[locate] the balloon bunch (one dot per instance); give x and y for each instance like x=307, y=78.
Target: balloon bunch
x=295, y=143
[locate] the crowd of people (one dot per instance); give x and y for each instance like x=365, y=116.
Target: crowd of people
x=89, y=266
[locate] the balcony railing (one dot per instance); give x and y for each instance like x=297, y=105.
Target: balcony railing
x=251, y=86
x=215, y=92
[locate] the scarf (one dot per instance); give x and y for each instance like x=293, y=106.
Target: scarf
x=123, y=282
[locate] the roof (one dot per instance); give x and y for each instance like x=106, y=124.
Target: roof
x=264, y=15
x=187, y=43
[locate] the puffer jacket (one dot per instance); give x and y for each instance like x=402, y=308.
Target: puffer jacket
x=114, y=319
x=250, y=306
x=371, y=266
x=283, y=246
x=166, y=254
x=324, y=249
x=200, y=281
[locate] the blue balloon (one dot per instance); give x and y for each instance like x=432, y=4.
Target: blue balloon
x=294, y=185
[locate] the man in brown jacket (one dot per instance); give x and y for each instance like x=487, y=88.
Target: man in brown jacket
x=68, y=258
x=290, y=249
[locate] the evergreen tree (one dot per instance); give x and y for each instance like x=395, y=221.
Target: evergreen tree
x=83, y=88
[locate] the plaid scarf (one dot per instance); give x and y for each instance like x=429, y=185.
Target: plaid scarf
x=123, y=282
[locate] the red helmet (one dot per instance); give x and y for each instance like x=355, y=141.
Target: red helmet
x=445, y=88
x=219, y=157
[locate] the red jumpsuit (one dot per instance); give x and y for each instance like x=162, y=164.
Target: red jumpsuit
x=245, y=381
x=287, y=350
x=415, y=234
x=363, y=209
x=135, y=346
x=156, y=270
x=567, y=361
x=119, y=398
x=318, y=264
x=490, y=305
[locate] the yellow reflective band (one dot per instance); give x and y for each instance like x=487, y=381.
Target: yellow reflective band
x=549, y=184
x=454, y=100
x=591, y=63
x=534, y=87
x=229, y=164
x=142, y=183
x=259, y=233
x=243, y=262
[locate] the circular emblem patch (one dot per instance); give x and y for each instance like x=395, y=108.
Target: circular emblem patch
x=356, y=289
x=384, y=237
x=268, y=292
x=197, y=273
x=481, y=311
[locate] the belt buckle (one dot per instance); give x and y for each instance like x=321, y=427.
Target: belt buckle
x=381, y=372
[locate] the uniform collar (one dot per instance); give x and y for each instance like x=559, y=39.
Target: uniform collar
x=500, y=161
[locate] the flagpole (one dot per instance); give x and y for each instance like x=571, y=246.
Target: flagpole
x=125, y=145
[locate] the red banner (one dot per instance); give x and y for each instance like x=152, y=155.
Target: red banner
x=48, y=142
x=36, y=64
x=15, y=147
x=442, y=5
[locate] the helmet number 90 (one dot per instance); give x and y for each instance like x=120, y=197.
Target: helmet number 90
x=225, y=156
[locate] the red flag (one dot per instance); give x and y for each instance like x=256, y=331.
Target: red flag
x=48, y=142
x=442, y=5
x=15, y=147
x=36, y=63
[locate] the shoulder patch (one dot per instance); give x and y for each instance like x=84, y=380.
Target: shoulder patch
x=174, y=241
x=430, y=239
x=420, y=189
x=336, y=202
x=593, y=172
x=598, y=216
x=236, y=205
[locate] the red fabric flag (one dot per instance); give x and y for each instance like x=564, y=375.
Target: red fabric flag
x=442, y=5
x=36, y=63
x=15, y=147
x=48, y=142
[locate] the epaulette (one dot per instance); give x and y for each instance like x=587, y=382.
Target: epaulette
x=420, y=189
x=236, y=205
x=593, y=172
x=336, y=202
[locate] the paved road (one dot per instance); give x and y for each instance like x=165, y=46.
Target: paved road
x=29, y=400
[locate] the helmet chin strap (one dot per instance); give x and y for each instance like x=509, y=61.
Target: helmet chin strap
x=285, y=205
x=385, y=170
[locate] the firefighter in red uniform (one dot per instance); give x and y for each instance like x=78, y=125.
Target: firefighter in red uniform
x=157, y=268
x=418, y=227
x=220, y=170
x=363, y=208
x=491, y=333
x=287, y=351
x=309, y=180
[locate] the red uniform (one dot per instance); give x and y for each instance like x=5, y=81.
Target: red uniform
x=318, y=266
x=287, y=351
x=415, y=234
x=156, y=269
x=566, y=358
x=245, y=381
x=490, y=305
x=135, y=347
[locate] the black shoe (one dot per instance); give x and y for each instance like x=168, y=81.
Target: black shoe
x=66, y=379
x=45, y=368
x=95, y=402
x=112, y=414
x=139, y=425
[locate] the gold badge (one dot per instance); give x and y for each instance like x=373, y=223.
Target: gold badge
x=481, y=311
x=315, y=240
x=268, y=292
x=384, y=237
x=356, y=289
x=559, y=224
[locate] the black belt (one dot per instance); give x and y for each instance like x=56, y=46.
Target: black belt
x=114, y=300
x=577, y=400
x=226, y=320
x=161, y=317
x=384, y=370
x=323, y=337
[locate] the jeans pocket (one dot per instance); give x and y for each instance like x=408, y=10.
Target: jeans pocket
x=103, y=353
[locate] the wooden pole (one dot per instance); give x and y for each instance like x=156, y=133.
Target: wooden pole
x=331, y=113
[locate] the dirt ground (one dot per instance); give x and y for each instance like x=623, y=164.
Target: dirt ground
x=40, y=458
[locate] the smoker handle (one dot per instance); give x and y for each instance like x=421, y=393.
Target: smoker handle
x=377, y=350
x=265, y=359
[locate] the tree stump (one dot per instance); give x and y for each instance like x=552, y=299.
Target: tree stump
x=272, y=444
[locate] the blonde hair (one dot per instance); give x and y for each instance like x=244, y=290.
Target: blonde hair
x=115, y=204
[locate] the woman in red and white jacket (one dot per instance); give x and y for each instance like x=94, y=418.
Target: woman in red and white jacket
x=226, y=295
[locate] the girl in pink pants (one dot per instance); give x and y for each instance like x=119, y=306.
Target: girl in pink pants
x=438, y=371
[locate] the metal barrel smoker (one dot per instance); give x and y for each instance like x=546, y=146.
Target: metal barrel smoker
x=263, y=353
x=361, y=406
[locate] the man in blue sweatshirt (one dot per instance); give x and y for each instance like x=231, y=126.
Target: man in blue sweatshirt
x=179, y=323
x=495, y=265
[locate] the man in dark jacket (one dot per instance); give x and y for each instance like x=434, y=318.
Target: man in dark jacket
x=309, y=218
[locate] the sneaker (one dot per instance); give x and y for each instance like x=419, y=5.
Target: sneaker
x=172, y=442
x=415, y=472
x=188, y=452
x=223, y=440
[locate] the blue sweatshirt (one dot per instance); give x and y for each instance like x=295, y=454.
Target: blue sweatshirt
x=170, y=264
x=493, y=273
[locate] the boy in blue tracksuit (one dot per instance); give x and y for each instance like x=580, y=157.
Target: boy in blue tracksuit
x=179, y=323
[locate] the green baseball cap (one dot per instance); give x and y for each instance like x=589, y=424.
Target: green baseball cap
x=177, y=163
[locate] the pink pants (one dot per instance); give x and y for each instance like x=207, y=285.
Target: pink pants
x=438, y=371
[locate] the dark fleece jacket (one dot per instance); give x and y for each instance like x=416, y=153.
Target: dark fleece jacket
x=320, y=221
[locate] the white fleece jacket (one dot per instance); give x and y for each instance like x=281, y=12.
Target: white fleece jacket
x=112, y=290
▬▬▬▬▬▬
* EXERCISE DETAILS:
Please copy all of the material above word for word, with no changes.

* OUTPUT BELOW:
[locate] the balloon bunch (one dot per instance); give x and y for each instance like x=307, y=78.
Target: balloon bunch
x=295, y=143
[locate] the crowd of people (one dot per instance); give x and y for each instance like x=365, y=116.
Target: crowd of people
x=89, y=266
[locate] the balcony railing (one dot per instance); give x and y for each instance like x=297, y=105.
Target: balcony railing
x=251, y=86
x=215, y=92
[locate] the scarf (one dot per instance); give x and y for each instance like x=293, y=106.
Target: scarf
x=123, y=282
[locate] the roof (one dot per instance); give x and y for each instance like x=106, y=124.
Target: roof
x=264, y=15
x=187, y=43
[locate] the puffer jacket (one dot per instance); give x and y for each instance like x=402, y=308.
Target: puffer jacket
x=114, y=319
x=250, y=306
x=371, y=266
x=283, y=246
x=166, y=254
x=324, y=249
x=200, y=281
[locate] the blue balloon (one dot per instance); give x and y for each instance like x=432, y=4.
Target: blue balloon
x=294, y=185
[locate] the man in brown jacket (one dot per instance); give x and y for each instance like x=487, y=88.
Target: man in brown jacket
x=68, y=258
x=290, y=249
[locate] the evergreen tree (one dot per instance); give x and y for each instance like x=395, y=221.
Target: evergreen tree
x=83, y=88
[locate] the plaid scarf (one dot per instance); give x and y for each instance like x=429, y=185.
Target: plaid scarf
x=123, y=282
[locate] the red helmet (one dot per instance); give x and y for each instance like x=355, y=141.
Target: red helmet
x=445, y=88
x=219, y=157
[locate] the red jumpsuit (one dot per instance); give x and y for each instance like x=162, y=164.
Target: red jumpsuit
x=245, y=381
x=287, y=350
x=415, y=234
x=363, y=209
x=135, y=346
x=156, y=270
x=567, y=361
x=119, y=398
x=318, y=264
x=490, y=305
[locate] the yellow reflective band (one dot per instance); give x and y for each instance like x=487, y=381.
Target: yellow reflective band
x=549, y=184
x=454, y=100
x=591, y=63
x=534, y=87
x=229, y=164
x=142, y=183
x=259, y=233
x=243, y=262
[locate] the circular emblem patch (one dot per instance); give x and y for each instance like x=395, y=108.
Target: circular emblem patch
x=356, y=289
x=384, y=237
x=268, y=292
x=197, y=273
x=481, y=311
[locate] the belt buckle (one dot per instance); give x and y for each instance like x=321, y=427.
Target: belt buckle
x=381, y=372
[locate] the uniform collar (one dot per instance); give x and y for each instance like x=559, y=39.
Target: uniform collar
x=500, y=161
[locate] the flagpole (one dot per instance); give x and y for each instance like x=571, y=246.
Target: flagpole
x=125, y=145
[locate] the red banner (one dot per instance); give x and y for each instance like x=152, y=155.
Target: red banner
x=48, y=142
x=36, y=64
x=15, y=147
x=442, y=5
[locate] the helmet number 90 (one dot per instance); give x and y for each instance like x=120, y=197.
Target: helmet number 90
x=225, y=156
[locate] the red flag (one dot per instance); give x and y for each instance like x=256, y=331.
Target: red flag
x=48, y=142
x=442, y=5
x=15, y=147
x=36, y=63
[locate] the shoulder patch (one dot per instance); give x and y for each instance like x=84, y=380.
Target: shoulder patch
x=174, y=241
x=430, y=239
x=420, y=189
x=336, y=202
x=593, y=172
x=598, y=216
x=236, y=205
[locate] the red fabric flag (one dot per instance); give x and y for each instance like x=564, y=375.
Target: red fabric flag
x=442, y=5
x=36, y=63
x=15, y=147
x=48, y=142
[locate] the epaulette (one dot per instance); give x and y for each instance like x=587, y=382.
Target: epaulette
x=420, y=189
x=236, y=205
x=593, y=172
x=336, y=202
[locate] the paved road (one dot per instance); give x and y for each instance like x=165, y=46.
Target: paved road
x=29, y=400
[locate] the helmet chin strap (one dot per instance); give x and y for each instance like x=509, y=61.
Target: helmet chin strap
x=285, y=205
x=385, y=170
[locate] the firefighter in red uniform (one dot per instance); give x and y for each instance like x=78, y=125.
Target: firefighter in red uniform
x=157, y=268
x=418, y=227
x=220, y=170
x=363, y=208
x=491, y=333
x=287, y=351
x=309, y=180
[locate] the red uniform (one dot per instance); give x and y for each instance like x=5, y=81.
Target: red uniform
x=318, y=266
x=287, y=351
x=415, y=234
x=156, y=269
x=566, y=358
x=245, y=381
x=490, y=305
x=135, y=347
[locate] the black shoe (one dot per instance); give x and y for each instance like x=168, y=81.
Target: black shoe
x=66, y=379
x=45, y=368
x=95, y=402
x=112, y=414
x=139, y=425
[locate] the gold badge (one dot per instance); give x and y for each instance like x=373, y=223.
Target: gold badge
x=481, y=311
x=315, y=240
x=268, y=292
x=384, y=237
x=356, y=289
x=559, y=224
[locate] the black belt (one dot per instance); give x and y for each instance like x=56, y=46.
Target: black belt
x=114, y=300
x=577, y=400
x=226, y=320
x=161, y=317
x=384, y=370
x=323, y=337
[locate] the jeans pocket (one dot per instance); give x and y for each instance like x=408, y=10.
Target: jeans pocket
x=103, y=353
[locate] the wooden pole (one dot per instance); give x and y for each instance like x=156, y=133.
Target: wooden pole
x=331, y=113
[locate] the dirt ground (one dot per instance); give x and y for each instance like x=623, y=164.
Target: dirt ground
x=40, y=458
[locate] the smoker handle (one dot per instance); give x and y for each instance like x=421, y=393.
Target: smoker handle
x=377, y=350
x=265, y=359
[locate] the tree stump (one dot per instance); give x and y for each instance like x=552, y=299.
Target: tree stump
x=272, y=444
[locate] the blonde hair (one dot per instance); give x and y for each instance like x=244, y=290.
Target: blonde hair
x=115, y=204
[locate] the woman in red and white jacket (one dot per instance); give x and y for each instance like x=94, y=418.
Target: woman in red and white jacket
x=226, y=295
[locate] the girl in pink pants (one dot per instance); give x and y for each instance like x=119, y=306.
Target: girl in pink pants
x=438, y=371
[locate] the metal barrel smoker (one dot per instance); give x and y for each instance like x=546, y=146.
Target: metal barrel smoker
x=263, y=353
x=361, y=406
[locate] the man in blue sweatshirt (one dot per instance); give x and y for each instance like x=231, y=126.
Target: man in blue sweatshirt
x=179, y=323
x=495, y=265
[locate] the man in dark jacket (one dot per instance); give x and y for each instance like x=434, y=318.
Target: man in dark jacket
x=309, y=218
[locate] the sneaker (one dot per instance); give x and y for each instance like x=419, y=5.
Target: sneaker
x=172, y=442
x=415, y=472
x=188, y=452
x=223, y=440
[locate] the blue sweatshirt (one dot per instance); give x and y for each instance like x=295, y=454.
Target: blue sweatshirt
x=170, y=264
x=493, y=273
[locate] the boy in blue tracksuit (one dot per instance); give x and y for each instance like x=580, y=157.
Target: boy in blue tracksuit
x=179, y=323
[locate] the green baseball cap (one dot per instance); give x and y for each instance like x=589, y=424.
Target: green baseball cap
x=177, y=163
[locate] the pink pants (one dot per instance); give x and y for each instance like x=207, y=285.
Target: pink pants
x=438, y=371
[locate] the dark fleece jacket (one dot per instance); give x and y for each instance like x=416, y=153.
Target: dark fleece jacket
x=320, y=221
[locate] the white fleece jacket (one dot per instance); give x and y for each instance like x=281, y=12.
Target: white fleece jacket
x=112, y=290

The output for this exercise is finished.